§ **ABOUT THIS TASK**: From the records that follow, copy every line in which "below" appears.

Records drawn from a dataset
=== Section Start ===
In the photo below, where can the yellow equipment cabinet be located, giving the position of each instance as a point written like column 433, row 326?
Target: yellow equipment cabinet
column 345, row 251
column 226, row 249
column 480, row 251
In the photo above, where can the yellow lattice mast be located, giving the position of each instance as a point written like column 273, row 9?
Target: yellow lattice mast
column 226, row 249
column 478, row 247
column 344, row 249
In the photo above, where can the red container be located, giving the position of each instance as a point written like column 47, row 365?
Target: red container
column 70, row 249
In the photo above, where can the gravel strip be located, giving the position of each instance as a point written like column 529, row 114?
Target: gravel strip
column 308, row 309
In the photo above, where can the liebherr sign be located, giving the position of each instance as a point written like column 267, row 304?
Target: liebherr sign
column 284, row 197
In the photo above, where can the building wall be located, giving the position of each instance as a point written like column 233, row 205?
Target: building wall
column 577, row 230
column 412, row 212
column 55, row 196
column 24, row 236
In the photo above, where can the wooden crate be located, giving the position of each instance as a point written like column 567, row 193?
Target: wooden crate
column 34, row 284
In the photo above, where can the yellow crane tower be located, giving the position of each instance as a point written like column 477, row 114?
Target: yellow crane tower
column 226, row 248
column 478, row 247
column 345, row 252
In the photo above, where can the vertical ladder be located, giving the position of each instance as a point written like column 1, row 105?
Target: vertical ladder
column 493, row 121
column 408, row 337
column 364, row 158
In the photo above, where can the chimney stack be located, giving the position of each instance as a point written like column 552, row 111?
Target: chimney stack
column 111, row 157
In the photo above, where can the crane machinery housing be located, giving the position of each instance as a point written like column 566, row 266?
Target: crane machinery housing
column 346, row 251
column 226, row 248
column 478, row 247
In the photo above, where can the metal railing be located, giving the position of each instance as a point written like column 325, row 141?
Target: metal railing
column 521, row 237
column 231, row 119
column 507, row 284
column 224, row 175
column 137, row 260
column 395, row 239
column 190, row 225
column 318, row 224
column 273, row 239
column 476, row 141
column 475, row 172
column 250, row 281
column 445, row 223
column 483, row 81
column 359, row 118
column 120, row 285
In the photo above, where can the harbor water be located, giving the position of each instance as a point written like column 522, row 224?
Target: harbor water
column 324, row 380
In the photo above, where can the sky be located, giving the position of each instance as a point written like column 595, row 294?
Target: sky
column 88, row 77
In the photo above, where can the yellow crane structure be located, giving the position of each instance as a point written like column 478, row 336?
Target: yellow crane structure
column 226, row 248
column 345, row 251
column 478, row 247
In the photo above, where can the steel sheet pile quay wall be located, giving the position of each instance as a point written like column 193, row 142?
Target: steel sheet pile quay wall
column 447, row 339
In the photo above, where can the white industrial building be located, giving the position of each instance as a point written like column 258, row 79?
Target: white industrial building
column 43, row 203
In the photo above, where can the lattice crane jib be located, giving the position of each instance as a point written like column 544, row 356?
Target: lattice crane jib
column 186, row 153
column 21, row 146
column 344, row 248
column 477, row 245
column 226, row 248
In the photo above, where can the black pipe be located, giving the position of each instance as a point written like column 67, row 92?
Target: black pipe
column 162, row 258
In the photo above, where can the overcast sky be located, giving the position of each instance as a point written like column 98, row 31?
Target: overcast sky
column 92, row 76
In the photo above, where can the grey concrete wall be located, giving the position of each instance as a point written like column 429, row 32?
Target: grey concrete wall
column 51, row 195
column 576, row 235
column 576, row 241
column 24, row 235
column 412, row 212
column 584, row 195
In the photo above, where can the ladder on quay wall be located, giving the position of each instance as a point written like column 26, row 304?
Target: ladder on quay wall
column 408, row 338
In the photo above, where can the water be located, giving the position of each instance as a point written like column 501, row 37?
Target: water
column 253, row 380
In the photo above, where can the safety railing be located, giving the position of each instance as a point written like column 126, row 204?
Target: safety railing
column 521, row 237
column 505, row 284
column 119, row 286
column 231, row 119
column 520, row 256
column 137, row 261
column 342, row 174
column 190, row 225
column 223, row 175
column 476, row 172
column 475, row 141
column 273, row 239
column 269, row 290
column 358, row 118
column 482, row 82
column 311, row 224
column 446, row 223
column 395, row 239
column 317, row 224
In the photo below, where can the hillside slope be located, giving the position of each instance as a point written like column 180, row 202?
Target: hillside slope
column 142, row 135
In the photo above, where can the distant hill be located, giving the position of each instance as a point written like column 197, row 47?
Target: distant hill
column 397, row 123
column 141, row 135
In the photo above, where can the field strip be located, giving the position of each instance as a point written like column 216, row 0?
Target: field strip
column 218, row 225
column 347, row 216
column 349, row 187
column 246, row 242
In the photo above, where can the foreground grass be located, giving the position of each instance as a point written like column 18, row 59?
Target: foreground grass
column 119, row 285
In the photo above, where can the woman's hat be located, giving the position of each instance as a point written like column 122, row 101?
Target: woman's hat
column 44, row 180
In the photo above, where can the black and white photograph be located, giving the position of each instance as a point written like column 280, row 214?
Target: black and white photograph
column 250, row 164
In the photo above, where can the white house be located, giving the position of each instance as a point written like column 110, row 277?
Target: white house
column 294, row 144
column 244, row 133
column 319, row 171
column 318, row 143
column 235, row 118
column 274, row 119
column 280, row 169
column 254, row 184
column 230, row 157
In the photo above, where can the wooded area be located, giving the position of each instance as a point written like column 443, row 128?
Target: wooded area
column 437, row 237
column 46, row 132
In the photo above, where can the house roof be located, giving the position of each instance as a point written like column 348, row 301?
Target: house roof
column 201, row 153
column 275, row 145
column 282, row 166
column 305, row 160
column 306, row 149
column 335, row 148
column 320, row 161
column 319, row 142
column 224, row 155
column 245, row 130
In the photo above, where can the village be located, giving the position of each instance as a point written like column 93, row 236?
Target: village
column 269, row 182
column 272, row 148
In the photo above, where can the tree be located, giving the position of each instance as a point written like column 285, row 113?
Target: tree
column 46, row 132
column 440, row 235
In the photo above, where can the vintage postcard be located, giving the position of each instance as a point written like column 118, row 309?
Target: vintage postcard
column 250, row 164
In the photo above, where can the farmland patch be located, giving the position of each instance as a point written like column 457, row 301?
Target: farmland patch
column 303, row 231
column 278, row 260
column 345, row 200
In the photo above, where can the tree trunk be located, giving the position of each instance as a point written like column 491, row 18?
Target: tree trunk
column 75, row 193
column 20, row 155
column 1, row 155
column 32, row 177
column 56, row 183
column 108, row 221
=== Section End ===
§ **ANSWER TO THIS TASK**:
In the photo below, where can the yellow equipment cabinet be located, giving the position of each instance as a point written like column 433, row 326?
In the photo below, where can the hillside slope be located, giving the position of each instance as a point written like column 180, row 202?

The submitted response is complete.